— start INFORMATION PROVIDED —

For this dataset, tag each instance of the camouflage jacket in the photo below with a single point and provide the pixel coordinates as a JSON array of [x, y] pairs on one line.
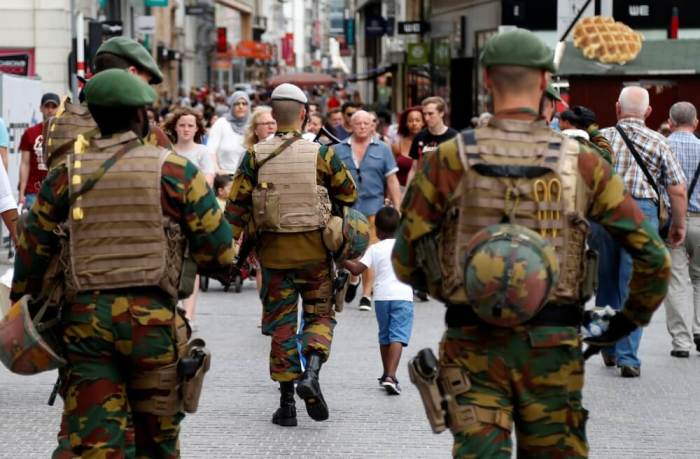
[[284, 251], [426, 200], [185, 198]]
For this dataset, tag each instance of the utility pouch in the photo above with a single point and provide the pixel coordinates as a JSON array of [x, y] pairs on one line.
[[340, 287], [191, 370], [266, 207], [590, 277], [157, 391], [423, 372], [428, 261], [187, 277]]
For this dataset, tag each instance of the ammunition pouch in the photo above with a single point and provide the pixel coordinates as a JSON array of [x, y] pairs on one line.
[[428, 262], [320, 307], [191, 370], [590, 276], [423, 372], [340, 287], [439, 390], [175, 387]]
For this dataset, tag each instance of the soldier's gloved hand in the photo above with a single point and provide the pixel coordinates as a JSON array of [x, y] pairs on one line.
[[620, 326], [585, 117]]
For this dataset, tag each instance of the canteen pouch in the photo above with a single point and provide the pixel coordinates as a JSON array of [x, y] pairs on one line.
[[590, 277], [423, 372], [340, 287], [428, 260], [266, 207], [192, 370], [454, 381]]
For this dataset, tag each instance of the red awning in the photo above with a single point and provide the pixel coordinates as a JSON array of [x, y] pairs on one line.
[[303, 79]]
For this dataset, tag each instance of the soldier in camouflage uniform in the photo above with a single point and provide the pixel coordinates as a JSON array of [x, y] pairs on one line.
[[73, 119], [277, 184], [530, 373], [116, 340]]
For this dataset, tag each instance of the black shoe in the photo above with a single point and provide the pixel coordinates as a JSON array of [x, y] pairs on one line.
[[365, 304], [608, 360], [309, 389], [627, 371], [351, 291], [286, 414], [680, 353], [422, 296]]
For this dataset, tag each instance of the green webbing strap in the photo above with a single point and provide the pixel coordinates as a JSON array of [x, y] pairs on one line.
[[279, 150], [101, 171]]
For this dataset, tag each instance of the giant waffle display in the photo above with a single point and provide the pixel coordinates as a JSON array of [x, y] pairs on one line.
[[603, 39]]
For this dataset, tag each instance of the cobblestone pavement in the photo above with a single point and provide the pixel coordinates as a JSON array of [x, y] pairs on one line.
[[650, 417]]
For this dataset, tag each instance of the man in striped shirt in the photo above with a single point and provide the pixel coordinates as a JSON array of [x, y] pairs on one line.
[[685, 258], [632, 108]]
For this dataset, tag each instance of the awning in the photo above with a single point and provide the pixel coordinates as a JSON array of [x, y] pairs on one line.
[[303, 79]]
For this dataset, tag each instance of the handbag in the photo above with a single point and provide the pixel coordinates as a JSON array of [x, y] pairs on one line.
[[663, 214]]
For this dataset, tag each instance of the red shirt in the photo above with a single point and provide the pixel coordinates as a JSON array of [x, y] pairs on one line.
[[32, 141]]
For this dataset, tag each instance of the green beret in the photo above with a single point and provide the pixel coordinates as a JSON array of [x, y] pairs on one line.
[[518, 47], [553, 93], [118, 88], [132, 51]]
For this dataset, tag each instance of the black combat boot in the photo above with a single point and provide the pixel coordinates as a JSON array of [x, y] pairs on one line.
[[309, 389], [286, 414]]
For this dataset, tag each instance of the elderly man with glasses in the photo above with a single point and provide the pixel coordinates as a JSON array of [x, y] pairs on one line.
[[374, 169]]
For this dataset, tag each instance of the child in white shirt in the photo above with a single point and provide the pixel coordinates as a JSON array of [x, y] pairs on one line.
[[393, 300]]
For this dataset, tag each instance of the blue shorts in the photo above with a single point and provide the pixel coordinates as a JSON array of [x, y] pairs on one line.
[[395, 320]]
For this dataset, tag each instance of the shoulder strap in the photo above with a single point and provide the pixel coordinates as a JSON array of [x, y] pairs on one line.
[[100, 172], [694, 182], [280, 149], [638, 159]]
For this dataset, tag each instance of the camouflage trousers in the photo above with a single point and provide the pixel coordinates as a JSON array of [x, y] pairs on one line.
[[528, 376], [104, 337], [280, 293]]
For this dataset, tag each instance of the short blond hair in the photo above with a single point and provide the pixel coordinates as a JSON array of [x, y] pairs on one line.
[[250, 138], [438, 101]]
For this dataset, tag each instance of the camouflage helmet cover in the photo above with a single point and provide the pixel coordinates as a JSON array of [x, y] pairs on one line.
[[509, 273], [23, 348], [355, 235]]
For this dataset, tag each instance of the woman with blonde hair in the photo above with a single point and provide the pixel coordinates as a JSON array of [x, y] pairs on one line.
[[185, 129], [261, 126]]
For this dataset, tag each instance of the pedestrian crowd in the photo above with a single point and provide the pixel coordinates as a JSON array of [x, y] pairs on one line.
[[529, 200]]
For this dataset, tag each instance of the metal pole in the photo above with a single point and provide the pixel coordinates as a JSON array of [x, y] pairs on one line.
[[80, 45]]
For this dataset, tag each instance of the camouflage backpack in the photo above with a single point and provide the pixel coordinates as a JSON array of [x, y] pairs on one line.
[[509, 272]]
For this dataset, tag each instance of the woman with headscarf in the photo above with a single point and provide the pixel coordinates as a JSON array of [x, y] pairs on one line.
[[225, 142]]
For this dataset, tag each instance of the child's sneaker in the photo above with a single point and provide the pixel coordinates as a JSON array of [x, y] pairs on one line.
[[365, 304], [391, 385]]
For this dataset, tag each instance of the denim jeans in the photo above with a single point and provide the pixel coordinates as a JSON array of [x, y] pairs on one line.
[[614, 273]]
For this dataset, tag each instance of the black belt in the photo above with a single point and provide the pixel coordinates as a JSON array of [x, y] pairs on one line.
[[562, 315]]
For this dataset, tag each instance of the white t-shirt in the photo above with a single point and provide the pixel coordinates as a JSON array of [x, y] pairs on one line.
[[199, 156], [386, 286], [226, 146]]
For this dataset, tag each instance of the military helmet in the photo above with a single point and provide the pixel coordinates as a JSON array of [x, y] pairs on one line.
[[518, 47], [132, 51], [25, 347], [509, 272], [355, 235]]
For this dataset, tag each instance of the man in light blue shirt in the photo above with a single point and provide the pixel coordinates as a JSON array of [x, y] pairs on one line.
[[373, 168], [685, 259], [4, 144]]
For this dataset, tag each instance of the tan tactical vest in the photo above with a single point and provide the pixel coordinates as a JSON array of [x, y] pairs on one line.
[[119, 237], [61, 131], [287, 198], [526, 174]]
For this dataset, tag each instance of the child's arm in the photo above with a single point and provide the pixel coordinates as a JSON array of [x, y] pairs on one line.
[[354, 266]]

— end INFORMATION PROVIDED —

*BRIEF*
Update the lines from the line with "For this dataset, tag each instance of the man in striped" to the line with "[[685, 258], [632, 108]]" by changing "striped shirt" to "plaid shirt", keeping everything else the same, and return only those lines.

*WRITTEN SOLUTION*
For this dataset, tag each instance of the man in plaid shirt in the photo above with a single point and provide the pixel coordinates as a JSON array of [x, y] pairs on one line.
[[685, 258], [632, 108]]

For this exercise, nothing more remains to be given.